### TASK
Report how many lines in the data below contain the string "window". Case counts. Give only the number.

### ENTRIES PROVIDED

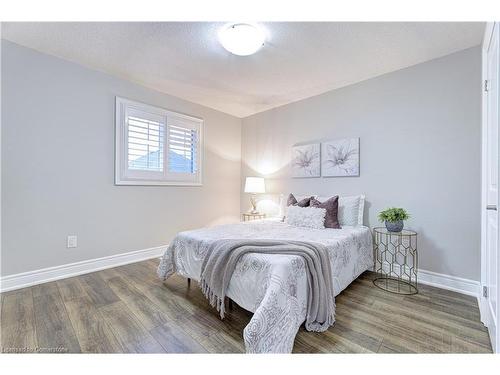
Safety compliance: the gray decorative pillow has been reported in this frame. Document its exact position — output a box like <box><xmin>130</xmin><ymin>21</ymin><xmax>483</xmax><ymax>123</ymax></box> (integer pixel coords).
<box><xmin>286</xmin><ymin>193</ymin><xmax>312</xmax><ymax>207</ymax></box>
<box><xmin>310</xmin><ymin>195</ymin><xmax>340</xmax><ymax>229</ymax></box>
<box><xmin>285</xmin><ymin>206</ymin><xmax>326</xmax><ymax>229</ymax></box>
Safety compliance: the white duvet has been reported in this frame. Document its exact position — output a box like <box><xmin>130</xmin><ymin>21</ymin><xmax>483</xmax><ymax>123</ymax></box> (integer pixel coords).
<box><xmin>158</xmin><ymin>220</ymin><xmax>373</xmax><ymax>353</ymax></box>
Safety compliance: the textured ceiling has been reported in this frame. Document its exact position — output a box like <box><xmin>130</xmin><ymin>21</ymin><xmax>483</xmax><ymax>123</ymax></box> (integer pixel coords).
<box><xmin>2</xmin><ymin>22</ymin><xmax>484</xmax><ymax>117</ymax></box>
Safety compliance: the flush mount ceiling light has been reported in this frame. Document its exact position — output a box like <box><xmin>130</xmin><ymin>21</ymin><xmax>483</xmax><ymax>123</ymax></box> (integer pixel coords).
<box><xmin>219</xmin><ymin>23</ymin><xmax>265</xmax><ymax>56</ymax></box>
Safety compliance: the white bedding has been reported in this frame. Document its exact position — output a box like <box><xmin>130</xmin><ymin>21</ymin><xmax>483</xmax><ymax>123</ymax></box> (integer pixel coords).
<box><xmin>158</xmin><ymin>220</ymin><xmax>373</xmax><ymax>353</ymax></box>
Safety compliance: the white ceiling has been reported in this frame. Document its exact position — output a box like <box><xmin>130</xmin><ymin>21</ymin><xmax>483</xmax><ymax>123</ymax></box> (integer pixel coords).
<box><xmin>2</xmin><ymin>22</ymin><xmax>484</xmax><ymax>117</ymax></box>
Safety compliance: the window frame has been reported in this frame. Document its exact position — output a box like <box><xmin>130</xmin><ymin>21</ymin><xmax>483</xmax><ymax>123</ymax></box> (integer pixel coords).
<box><xmin>115</xmin><ymin>96</ymin><xmax>204</xmax><ymax>186</ymax></box>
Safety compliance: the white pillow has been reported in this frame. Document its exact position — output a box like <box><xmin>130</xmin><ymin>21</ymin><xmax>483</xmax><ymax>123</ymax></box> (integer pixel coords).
<box><xmin>280</xmin><ymin>193</ymin><xmax>317</xmax><ymax>217</ymax></box>
<box><xmin>316</xmin><ymin>195</ymin><xmax>365</xmax><ymax>226</ymax></box>
<box><xmin>285</xmin><ymin>206</ymin><xmax>326</xmax><ymax>229</ymax></box>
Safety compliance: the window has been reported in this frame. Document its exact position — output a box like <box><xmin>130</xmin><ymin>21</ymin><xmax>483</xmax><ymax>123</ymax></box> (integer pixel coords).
<box><xmin>115</xmin><ymin>97</ymin><xmax>203</xmax><ymax>185</ymax></box>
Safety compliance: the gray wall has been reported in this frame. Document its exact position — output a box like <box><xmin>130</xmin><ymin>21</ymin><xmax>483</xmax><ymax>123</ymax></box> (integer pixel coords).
<box><xmin>1</xmin><ymin>40</ymin><xmax>241</xmax><ymax>276</ymax></box>
<box><xmin>242</xmin><ymin>47</ymin><xmax>481</xmax><ymax>280</ymax></box>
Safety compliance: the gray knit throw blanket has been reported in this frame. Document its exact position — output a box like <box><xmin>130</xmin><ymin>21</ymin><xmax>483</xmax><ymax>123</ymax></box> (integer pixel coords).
<box><xmin>200</xmin><ymin>239</ymin><xmax>335</xmax><ymax>332</ymax></box>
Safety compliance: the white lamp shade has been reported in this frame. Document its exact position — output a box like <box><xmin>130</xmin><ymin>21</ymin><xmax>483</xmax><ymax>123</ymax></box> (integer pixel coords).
<box><xmin>245</xmin><ymin>177</ymin><xmax>266</xmax><ymax>193</ymax></box>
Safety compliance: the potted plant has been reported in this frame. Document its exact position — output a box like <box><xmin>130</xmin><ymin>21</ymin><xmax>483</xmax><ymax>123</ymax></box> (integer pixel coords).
<box><xmin>378</xmin><ymin>207</ymin><xmax>410</xmax><ymax>232</ymax></box>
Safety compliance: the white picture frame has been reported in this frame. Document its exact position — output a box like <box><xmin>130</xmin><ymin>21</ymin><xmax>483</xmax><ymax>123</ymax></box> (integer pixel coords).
<box><xmin>291</xmin><ymin>143</ymin><xmax>321</xmax><ymax>178</ymax></box>
<box><xmin>321</xmin><ymin>138</ymin><xmax>359</xmax><ymax>177</ymax></box>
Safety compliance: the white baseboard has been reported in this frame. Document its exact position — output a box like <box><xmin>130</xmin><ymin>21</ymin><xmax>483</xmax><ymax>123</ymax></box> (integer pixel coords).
<box><xmin>0</xmin><ymin>245</ymin><xmax>167</xmax><ymax>292</ymax></box>
<box><xmin>382</xmin><ymin>263</ymin><xmax>481</xmax><ymax>303</ymax></box>
<box><xmin>418</xmin><ymin>270</ymin><xmax>481</xmax><ymax>298</ymax></box>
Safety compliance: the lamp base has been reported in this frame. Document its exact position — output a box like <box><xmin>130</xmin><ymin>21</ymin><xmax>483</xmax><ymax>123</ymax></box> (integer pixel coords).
<box><xmin>250</xmin><ymin>194</ymin><xmax>259</xmax><ymax>215</ymax></box>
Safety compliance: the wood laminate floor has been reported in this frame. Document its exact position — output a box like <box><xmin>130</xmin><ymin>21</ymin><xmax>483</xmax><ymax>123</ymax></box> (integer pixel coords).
<box><xmin>1</xmin><ymin>260</ymin><xmax>491</xmax><ymax>353</ymax></box>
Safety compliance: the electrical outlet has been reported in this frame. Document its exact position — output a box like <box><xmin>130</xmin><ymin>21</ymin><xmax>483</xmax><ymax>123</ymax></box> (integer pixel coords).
<box><xmin>66</xmin><ymin>236</ymin><xmax>77</xmax><ymax>249</ymax></box>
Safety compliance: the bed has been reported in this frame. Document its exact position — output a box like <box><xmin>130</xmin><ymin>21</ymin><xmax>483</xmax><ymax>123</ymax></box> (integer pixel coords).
<box><xmin>158</xmin><ymin>212</ymin><xmax>373</xmax><ymax>353</ymax></box>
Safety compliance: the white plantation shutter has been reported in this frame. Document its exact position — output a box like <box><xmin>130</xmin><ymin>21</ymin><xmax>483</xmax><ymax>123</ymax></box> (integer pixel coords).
<box><xmin>127</xmin><ymin>115</ymin><xmax>165</xmax><ymax>172</ymax></box>
<box><xmin>115</xmin><ymin>98</ymin><xmax>203</xmax><ymax>185</ymax></box>
<box><xmin>168</xmin><ymin>125</ymin><xmax>198</xmax><ymax>173</ymax></box>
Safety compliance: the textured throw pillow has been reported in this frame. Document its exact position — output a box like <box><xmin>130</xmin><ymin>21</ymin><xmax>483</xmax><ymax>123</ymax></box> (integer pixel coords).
<box><xmin>285</xmin><ymin>206</ymin><xmax>326</xmax><ymax>229</ymax></box>
<box><xmin>286</xmin><ymin>193</ymin><xmax>312</xmax><ymax>207</ymax></box>
<box><xmin>311</xmin><ymin>195</ymin><xmax>340</xmax><ymax>229</ymax></box>
<box><xmin>316</xmin><ymin>195</ymin><xmax>365</xmax><ymax>226</ymax></box>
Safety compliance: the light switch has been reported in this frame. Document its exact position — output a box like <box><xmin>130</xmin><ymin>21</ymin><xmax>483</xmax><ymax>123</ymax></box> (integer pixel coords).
<box><xmin>66</xmin><ymin>236</ymin><xmax>77</xmax><ymax>249</ymax></box>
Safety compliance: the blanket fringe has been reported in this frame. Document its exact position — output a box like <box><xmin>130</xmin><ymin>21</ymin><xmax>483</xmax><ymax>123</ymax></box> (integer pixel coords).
<box><xmin>200</xmin><ymin>279</ymin><xmax>226</xmax><ymax>319</ymax></box>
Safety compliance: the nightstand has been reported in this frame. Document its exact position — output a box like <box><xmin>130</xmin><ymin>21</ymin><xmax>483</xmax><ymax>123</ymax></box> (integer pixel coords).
<box><xmin>241</xmin><ymin>212</ymin><xmax>266</xmax><ymax>221</ymax></box>
<box><xmin>373</xmin><ymin>228</ymin><xmax>418</xmax><ymax>294</ymax></box>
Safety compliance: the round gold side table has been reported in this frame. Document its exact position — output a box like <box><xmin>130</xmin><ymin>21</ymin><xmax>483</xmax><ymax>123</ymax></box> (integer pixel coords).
<box><xmin>373</xmin><ymin>227</ymin><xmax>418</xmax><ymax>295</ymax></box>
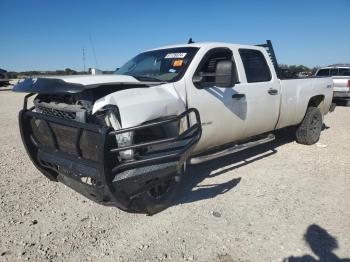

### RESPONSE
2